• _Problem statement_
Please list every line of the records below that contains the word "Objective".

• _Supplied material_
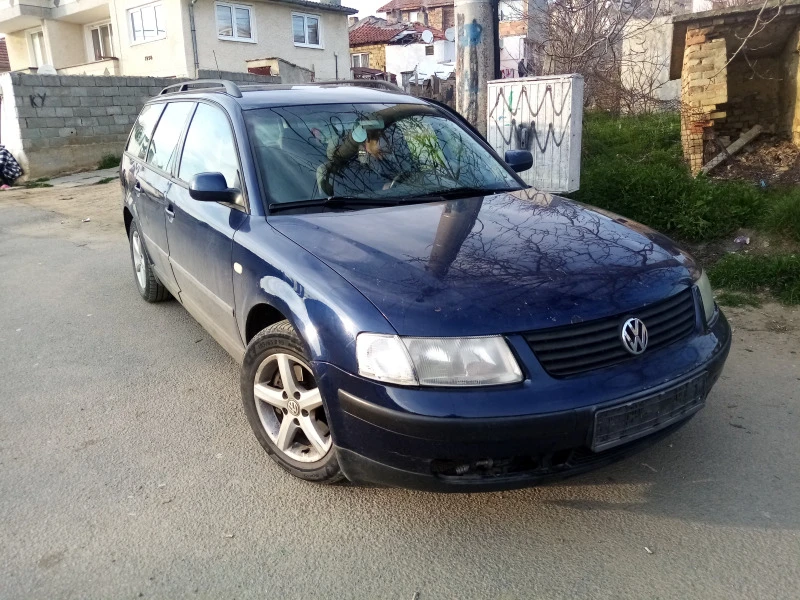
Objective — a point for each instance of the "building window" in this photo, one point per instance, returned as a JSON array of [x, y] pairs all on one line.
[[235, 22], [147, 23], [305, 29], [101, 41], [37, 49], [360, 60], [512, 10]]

---

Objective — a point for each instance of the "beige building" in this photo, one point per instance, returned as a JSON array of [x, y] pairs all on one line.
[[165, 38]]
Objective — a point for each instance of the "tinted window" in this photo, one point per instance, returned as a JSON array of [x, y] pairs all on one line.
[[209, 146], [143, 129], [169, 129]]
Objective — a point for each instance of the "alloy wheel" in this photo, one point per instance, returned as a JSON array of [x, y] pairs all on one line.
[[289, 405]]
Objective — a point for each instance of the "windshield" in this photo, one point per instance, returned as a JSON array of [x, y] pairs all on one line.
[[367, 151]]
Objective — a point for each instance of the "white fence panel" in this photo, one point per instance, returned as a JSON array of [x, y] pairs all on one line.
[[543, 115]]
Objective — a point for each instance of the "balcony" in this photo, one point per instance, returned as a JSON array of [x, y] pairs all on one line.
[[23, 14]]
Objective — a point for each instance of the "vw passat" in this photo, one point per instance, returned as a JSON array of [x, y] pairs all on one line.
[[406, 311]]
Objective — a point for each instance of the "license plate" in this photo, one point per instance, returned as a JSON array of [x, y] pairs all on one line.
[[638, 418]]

---

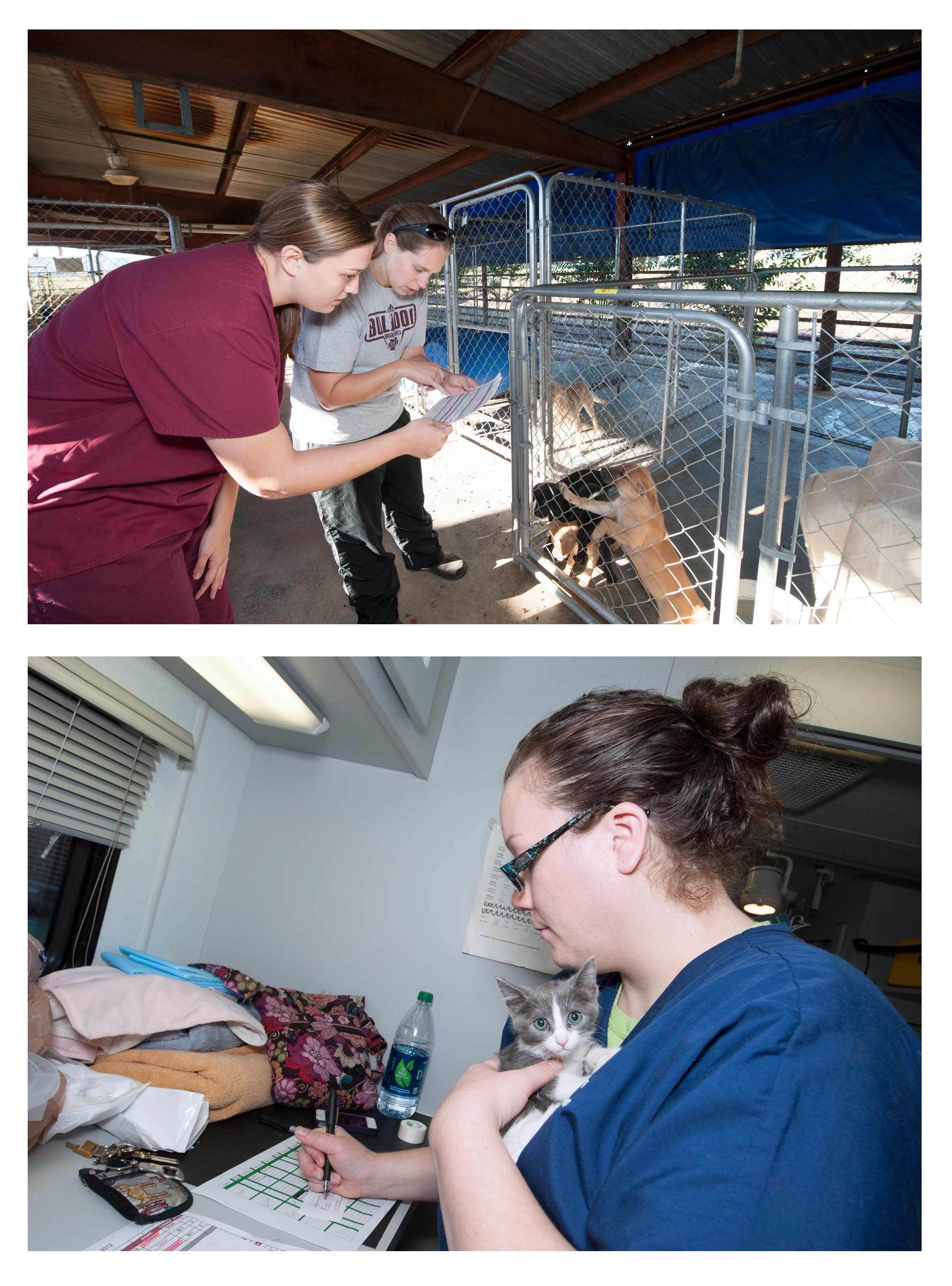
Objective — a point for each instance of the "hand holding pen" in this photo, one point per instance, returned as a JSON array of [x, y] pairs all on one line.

• _Answer below_
Objective — a point for each instance of the "building window" in this photo, one point per instance, returned as a JSON array of [x, y] pairs all on one line.
Objective — a point for each instance of the "beige building" in this photo, one point per instance, returned as a JSON array of [x, y] pairs all on one line.
Objective — a point for each instance of the "tinted window" in this photo, one point per instance, returned as a JSON array of [x, y] pairs all on one line.
Objective — a point for each instance of the "alloy wheel" in this photo, one point per instance, returned as a JSON array of [x, y] pairs all on one line.
Objective — a point for each instance of the "windshield" in this photo, one point per instance, returned as a JSON array of [x, y] pairs all on one line.
Objective — a point for each instance of the "white fence panel" in this photo, one point per instance, returned as a JSON array of [x, y] pairs all on one line.
Objective — a point for each instance of the "balcony" in this photo, one point per instance, returned as a JSON array of [x, y] pairs all on one line.
Objective — a point for each instance of the "vw passat" in this photo, one point per instance, returned as a JSON array of [x, y] pairs all on one line.
Objective — a point for each instance of the "license plate" in this photo, one point per instance, returned as a JSON array of [x, y] pairs all on one line.
Objective — a point for each instance of the "hand holding pen" in this photo, one point per instance, returned as a JSON array of [x, y] pairs all on one line.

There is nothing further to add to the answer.